--- Trecho selecionado ---

Depois, geralmente, o homossexual se assume para os amigos. Mais um pezinho sai do armário. Aqui, muitas vezes, a aceitação costuma ser maior, pois cada um conhece o amigo que tem do lado, tem ideia de como será a reação dele. Porém, cada caso é um caso. Posso dizer que, quando meus melhores amigos souberam qual é a minha orientação, nossa amizade se fortaleceu sobremaneira. Amigos verdadeiros sempre ficarão do seu lado, te apoiando, aconselhando e, mesmo talvez não te entendendo, te aceitando.

---

-- Problema a resolver --
Segundo o trecho sobre sair do armário, o que aconteceu com a amizade quando os melhores amigos de quem escreve souberam de sua orientação? Os registros não têm nenhum papel aqui.

--- Informações fornecidas ---

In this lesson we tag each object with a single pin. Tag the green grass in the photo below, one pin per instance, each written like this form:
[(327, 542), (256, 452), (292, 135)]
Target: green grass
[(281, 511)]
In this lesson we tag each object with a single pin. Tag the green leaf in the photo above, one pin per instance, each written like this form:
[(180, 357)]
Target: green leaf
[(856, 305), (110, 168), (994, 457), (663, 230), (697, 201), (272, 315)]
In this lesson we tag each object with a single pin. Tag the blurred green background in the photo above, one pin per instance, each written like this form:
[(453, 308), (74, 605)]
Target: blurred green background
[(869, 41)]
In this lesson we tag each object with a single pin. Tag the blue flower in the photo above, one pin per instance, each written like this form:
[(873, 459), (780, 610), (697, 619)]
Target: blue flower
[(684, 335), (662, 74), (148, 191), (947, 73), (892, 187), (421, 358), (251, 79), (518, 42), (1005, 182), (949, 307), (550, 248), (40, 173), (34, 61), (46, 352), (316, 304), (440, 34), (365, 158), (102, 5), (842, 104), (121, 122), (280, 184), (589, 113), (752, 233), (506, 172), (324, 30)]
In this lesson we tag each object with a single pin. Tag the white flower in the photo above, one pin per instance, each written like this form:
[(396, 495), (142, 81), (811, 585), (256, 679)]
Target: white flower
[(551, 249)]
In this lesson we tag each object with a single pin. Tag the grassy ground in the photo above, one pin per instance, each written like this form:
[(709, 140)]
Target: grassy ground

---

-- A resposta --
A amizade se fortaleceu sobremaneira.